OBJECTIVE — Copy out the material below line for line, without changing a character, and leave the pictures out.

EXTRACTED ENTRIES —
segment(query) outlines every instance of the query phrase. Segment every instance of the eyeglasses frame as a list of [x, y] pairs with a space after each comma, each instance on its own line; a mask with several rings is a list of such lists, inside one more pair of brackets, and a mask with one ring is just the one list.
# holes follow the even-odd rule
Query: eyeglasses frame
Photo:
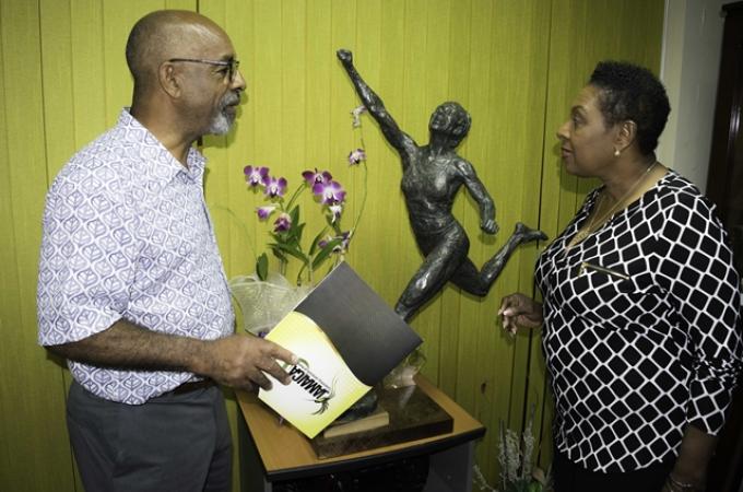
[[235, 77], [237, 77], [237, 71], [239, 70], [240, 66], [240, 61], [234, 58], [229, 60], [204, 60], [202, 58], [170, 58], [167, 61], [169, 62], [187, 61], [190, 63], [212, 65], [214, 67], [228, 67], [229, 71], [227, 72], [227, 78], [231, 83], [235, 81]]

FINISHED ANSWER —
segment(query) outlines every instance of the query phrase. Segment every instance of the eyeglasses frame as a list of [x, y] pairs with a space after each comma, each instance on its own line; a mask with several rings is a list of such lists, inside one more pair of brackets, and a mask with one ring is just the one list.
# holes follow the even-odd rule
Query: eyeglasses frame
Photo:
[[235, 77], [237, 77], [237, 71], [239, 70], [240, 66], [240, 61], [234, 58], [229, 60], [204, 60], [202, 58], [170, 58], [167, 61], [169, 62], [187, 61], [190, 63], [212, 65], [214, 67], [228, 67], [229, 71], [227, 72], [227, 78], [231, 83], [235, 81]]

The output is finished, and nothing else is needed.